## BEGIN
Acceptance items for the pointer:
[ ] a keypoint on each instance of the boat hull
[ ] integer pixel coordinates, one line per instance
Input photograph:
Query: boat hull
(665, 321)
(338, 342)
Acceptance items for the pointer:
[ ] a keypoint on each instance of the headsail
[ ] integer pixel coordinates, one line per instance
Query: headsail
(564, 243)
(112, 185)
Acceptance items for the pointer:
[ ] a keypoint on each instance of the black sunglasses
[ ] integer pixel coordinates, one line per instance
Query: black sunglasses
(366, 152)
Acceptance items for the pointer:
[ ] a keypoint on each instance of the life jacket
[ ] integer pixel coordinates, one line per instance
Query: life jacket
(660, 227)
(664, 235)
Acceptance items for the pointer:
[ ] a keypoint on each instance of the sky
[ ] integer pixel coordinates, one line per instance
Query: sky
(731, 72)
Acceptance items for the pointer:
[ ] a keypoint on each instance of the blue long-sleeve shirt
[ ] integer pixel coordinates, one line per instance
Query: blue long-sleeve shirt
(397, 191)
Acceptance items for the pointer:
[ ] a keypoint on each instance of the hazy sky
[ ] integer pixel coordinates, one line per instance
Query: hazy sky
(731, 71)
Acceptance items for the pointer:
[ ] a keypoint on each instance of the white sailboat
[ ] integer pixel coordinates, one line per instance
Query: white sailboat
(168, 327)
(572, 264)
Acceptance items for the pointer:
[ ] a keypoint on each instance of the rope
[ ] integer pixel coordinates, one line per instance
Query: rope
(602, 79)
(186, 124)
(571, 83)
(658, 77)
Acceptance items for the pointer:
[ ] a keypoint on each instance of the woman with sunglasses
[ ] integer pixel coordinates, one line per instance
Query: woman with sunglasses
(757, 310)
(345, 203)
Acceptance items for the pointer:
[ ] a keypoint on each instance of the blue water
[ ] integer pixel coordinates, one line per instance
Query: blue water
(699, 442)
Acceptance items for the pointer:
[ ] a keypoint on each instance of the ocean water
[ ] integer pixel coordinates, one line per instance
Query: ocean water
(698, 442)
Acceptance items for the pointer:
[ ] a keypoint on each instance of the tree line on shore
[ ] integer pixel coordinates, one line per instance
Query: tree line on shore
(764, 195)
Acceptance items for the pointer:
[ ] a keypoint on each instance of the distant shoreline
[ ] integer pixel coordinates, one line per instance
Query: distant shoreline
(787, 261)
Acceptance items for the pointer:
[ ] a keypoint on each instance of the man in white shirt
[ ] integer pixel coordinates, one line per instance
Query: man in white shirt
## END
Written exercise ▸ Each line of the material should be echoed exactly.

Answer below ▸
Acceptance items for the pointer:
[ ] a keypoint on each instance of the boat hull
[ ] integer pixel coordinates, one line per instance
Input photograph:
Query: boat hull
(665, 321)
(338, 342)
Acceptance items for the pointer:
[ ] a keypoint on each instance of the headsail
[ ] integer pixel coordinates, one line per instance
Query: headsail
(564, 243)
(112, 185)
Acceptance items for the pointer:
[ ] a keypoint on each instance of the black sunglasses
[ ] integer pixel coordinates, one line per instance
Query: black sunglasses
(366, 152)
Acceptance items for the pointer:
[ ] a keypoint on each instance of the life jacket
[ ] integer pixel coordinates, one line per instance
Query: life jacket
(660, 227)
(664, 235)
Acceptance items for the pointer:
[ ] a keypoint on each instance of the sky
[ ] integer pixel coordinates, one line per instance
Query: sky
(731, 72)
Acceptance items for the pointer:
[ ] a keypoint on each instance of the blue long-sleeve shirt
[ ] integer pixel coordinates, one line per instance
Query: blue long-sleeve shirt
(397, 191)
Acceptance items for the pointer:
[ ] a keypoint on each instance of the hazy sky
[ ] integer pixel coordinates, one line per instance
Query: hazy sky
(731, 71)
Acceptance items for the pointer:
[ ] a keypoint on each instance of the white sailboat
[ ] integer pixel coordinates, one line per instance
Query: white sailboat
(168, 327)
(572, 264)
Acceptance items for the pointer:
[ ] a keypoint on each instance of the rope
[ ] integer pixel coordinates, one line per instance
Query: rope
(602, 79)
(186, 124)
(571, 83)
(658, 77)
Acceptance items for the pointer:
[ ] a keypoint on each instance of the woman with sunglasses
[ ] integer pixel coordinates, one line per instance
Query: woman with sunglasses
(757, 310)
(345, 203)
Acceptance items for the pointer:
[ ] a keypoint on each instance of the blue water
[ ] integer pixel coordinates, one line per instance
Query: blue water
(699, 442)
Acceptance items for the pointer:
[ ] a keypoint on each instance of the ocean water
[ ] integer pixel coordinates, one line per instance
Query: ocean water
(698, 442)
Acceptance items for the pointer:
[ ] a keypoint on each instance of the tree line on shore
[ ] integer pixel coordinates, one line per instance
Query: tree line on shore
(764, 195)
Acceptance items for the pointer:
[ ] a keypoint on each instance of the distant shoreline
[ ] integer pixel coordinates, one line per instance
Query: distant shoreline
(787, 261)
Acceptance items for the pointer:
[ ] a keypoint on each instance of the man in white shirt
[ ] integer pixel coordinates, one line per instance
Query: man in white shirt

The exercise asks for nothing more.